## GIVEN EXERCISE
Revise only the records from the line containing "black background, one" down to the line containing "(1138, 334)", changing "drop" to "place" and leaving everything else as it is.

——

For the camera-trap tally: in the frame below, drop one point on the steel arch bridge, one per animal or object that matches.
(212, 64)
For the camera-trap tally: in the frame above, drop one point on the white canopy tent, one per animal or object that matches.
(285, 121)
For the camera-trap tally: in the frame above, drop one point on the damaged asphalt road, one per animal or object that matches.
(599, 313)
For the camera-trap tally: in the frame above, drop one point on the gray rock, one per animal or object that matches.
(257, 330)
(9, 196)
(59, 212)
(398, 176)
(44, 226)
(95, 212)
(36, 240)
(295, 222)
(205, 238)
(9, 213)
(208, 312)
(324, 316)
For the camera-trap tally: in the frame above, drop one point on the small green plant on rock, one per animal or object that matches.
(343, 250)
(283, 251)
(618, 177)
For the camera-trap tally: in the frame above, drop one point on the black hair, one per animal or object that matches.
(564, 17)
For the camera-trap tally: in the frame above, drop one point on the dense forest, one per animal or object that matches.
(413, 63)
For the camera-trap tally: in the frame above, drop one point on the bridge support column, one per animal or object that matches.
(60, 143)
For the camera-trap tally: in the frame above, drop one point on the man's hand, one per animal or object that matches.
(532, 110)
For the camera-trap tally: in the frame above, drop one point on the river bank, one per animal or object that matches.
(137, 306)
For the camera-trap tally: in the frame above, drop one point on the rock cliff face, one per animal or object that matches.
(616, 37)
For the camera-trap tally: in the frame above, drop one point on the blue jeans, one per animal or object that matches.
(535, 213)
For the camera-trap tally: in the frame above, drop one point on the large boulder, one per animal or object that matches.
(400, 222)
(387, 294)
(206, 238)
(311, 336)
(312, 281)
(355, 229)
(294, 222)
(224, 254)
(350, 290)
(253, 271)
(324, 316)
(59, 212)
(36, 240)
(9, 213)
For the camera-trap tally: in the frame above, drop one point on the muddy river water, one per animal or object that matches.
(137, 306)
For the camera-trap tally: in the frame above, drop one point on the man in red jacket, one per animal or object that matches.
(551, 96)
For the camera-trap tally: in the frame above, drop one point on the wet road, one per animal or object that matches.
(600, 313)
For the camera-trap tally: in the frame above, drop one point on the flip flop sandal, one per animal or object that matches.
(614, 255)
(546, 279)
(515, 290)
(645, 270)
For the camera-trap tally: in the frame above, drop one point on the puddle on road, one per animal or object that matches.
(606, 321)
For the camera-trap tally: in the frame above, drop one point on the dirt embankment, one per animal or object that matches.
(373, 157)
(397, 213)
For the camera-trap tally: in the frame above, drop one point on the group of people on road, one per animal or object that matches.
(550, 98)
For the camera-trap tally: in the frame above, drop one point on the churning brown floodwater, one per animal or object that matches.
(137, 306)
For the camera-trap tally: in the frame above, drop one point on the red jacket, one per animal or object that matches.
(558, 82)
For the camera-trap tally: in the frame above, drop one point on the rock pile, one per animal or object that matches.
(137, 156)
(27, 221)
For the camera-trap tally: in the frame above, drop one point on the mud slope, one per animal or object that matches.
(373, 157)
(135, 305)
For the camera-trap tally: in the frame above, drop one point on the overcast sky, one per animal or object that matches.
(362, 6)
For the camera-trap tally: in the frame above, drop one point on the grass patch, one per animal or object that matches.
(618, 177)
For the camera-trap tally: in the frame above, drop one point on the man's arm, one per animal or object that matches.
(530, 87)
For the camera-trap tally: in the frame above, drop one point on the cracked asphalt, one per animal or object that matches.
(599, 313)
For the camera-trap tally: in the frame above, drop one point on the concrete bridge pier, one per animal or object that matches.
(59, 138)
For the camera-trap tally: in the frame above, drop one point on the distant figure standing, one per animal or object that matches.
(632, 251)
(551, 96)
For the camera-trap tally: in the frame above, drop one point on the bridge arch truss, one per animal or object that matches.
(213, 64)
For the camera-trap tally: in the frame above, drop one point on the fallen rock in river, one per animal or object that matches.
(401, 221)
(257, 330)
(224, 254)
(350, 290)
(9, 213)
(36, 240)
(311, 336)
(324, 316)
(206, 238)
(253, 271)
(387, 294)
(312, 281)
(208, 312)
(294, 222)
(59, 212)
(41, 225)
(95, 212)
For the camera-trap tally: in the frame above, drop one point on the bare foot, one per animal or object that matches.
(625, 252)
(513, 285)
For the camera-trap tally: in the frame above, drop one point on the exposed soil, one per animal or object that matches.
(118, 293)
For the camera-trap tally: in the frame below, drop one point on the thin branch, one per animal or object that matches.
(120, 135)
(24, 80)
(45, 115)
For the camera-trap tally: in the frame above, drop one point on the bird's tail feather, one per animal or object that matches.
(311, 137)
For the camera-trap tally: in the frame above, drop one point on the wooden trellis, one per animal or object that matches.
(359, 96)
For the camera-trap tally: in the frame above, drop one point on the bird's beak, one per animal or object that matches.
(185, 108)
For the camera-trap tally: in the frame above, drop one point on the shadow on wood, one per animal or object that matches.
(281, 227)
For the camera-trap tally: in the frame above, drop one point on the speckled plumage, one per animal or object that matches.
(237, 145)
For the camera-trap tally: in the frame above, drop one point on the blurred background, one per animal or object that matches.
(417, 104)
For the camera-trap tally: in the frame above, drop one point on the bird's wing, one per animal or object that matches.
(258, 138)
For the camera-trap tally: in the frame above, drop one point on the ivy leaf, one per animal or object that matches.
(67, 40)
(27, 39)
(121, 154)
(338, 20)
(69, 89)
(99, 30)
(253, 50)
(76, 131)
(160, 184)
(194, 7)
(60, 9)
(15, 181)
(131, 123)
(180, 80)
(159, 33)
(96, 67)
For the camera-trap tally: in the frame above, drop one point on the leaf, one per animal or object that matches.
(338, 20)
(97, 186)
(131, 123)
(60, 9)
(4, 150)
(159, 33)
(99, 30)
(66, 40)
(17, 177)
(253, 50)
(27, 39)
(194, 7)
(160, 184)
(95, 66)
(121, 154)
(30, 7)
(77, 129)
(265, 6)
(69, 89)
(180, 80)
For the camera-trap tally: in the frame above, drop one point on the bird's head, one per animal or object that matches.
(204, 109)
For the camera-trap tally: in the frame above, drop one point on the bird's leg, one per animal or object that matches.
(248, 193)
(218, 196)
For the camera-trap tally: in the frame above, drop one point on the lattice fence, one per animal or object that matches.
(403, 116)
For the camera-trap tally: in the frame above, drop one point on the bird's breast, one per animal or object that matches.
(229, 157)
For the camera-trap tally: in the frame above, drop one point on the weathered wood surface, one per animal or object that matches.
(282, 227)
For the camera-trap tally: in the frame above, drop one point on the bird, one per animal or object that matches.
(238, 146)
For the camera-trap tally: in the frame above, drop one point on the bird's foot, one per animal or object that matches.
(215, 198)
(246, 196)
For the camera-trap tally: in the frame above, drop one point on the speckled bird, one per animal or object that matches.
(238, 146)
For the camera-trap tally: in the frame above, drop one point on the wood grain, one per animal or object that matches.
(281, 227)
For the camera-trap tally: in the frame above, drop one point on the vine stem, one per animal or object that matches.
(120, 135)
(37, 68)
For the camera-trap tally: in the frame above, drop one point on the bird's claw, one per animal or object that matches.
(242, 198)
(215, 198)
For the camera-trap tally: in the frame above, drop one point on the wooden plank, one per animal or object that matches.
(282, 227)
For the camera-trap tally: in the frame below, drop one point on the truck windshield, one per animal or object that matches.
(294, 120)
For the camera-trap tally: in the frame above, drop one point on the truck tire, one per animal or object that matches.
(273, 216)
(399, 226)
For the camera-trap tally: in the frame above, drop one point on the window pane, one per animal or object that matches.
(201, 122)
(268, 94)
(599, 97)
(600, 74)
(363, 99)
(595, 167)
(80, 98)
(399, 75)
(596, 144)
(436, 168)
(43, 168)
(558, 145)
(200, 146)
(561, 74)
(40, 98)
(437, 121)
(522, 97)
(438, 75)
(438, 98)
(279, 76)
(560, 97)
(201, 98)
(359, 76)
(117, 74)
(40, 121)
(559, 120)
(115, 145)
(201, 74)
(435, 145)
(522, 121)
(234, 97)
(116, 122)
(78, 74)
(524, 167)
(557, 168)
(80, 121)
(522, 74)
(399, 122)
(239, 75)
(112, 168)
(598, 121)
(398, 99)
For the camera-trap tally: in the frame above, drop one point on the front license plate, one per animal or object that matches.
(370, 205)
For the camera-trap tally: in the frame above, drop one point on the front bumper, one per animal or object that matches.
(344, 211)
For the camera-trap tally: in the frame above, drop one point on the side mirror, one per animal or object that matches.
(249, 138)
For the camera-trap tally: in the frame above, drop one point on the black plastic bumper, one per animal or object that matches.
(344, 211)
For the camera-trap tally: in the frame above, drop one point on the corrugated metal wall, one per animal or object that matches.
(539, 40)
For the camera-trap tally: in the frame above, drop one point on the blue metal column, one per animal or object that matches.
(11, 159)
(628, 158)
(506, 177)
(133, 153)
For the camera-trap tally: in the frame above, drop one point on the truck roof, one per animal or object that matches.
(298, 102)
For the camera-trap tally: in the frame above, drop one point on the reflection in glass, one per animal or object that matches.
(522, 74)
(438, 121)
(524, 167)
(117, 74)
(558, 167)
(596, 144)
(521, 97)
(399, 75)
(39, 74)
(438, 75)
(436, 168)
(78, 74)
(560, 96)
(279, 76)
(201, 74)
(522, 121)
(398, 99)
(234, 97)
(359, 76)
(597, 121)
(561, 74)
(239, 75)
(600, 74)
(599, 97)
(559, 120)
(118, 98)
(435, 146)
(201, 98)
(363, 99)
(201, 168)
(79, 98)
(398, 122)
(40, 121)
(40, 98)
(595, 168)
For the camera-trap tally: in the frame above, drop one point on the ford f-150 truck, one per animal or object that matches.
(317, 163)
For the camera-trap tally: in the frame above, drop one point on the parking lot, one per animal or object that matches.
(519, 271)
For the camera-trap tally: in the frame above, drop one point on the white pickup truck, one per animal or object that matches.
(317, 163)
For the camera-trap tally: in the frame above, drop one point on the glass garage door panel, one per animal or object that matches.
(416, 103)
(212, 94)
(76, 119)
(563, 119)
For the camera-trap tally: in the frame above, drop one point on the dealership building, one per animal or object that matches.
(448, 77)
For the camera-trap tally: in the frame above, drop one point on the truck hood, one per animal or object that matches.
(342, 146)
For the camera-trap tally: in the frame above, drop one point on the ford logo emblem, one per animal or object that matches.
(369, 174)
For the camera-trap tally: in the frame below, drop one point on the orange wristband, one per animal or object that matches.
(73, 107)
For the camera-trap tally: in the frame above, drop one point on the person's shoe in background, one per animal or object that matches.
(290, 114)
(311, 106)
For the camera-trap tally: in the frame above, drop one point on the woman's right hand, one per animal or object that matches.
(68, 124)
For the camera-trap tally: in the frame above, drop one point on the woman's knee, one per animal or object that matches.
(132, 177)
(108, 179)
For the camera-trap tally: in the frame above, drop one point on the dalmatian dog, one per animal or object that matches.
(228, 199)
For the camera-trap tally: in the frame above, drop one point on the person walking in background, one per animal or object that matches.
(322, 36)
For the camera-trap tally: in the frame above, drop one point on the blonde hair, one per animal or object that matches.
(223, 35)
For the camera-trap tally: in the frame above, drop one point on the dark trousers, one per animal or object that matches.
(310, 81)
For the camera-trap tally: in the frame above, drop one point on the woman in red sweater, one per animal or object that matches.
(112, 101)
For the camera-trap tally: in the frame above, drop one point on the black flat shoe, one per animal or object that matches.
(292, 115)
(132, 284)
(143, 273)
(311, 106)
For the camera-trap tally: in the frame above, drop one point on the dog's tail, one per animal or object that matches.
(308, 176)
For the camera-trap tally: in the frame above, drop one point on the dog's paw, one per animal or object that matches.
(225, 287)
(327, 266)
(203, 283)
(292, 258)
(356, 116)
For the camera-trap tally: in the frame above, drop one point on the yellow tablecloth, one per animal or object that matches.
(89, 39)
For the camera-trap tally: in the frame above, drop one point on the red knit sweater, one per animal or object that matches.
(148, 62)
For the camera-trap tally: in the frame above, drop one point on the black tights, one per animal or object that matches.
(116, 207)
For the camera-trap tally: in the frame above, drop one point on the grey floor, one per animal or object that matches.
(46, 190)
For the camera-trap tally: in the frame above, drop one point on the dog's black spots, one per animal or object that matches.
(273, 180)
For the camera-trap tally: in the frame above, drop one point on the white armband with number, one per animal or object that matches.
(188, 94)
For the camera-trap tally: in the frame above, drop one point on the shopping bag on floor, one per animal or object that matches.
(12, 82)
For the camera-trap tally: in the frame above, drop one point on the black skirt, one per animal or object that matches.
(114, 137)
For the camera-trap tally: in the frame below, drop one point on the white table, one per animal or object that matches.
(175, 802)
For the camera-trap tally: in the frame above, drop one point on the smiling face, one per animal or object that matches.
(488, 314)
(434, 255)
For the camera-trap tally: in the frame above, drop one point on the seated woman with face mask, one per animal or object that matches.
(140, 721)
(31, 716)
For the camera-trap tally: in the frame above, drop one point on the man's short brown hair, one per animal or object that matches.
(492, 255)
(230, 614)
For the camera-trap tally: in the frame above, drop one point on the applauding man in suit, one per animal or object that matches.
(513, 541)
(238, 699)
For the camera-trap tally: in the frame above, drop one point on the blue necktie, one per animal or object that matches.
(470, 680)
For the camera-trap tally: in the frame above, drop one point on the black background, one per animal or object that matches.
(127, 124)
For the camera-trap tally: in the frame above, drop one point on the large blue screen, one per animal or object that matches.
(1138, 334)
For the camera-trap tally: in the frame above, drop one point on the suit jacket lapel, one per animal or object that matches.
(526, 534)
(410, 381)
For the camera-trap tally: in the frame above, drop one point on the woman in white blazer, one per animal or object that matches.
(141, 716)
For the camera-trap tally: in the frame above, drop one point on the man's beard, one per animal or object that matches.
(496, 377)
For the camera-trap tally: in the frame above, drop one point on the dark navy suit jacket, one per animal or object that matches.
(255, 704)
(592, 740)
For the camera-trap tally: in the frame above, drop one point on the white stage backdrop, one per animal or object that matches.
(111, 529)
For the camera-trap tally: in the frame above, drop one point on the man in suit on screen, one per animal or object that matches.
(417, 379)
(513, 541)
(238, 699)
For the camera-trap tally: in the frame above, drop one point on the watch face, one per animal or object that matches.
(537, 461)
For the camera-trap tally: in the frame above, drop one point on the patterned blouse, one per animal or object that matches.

——

## OUTPUT OF THE EXERCISE
For the camera-trap tally: in the frame above, place one point on the black background, one per animal or object that matches.
(127, 124)
For the camera-trap tally: in the frame above, place one point on the large blue screen, one per animal or object that matches.
(1138, 334)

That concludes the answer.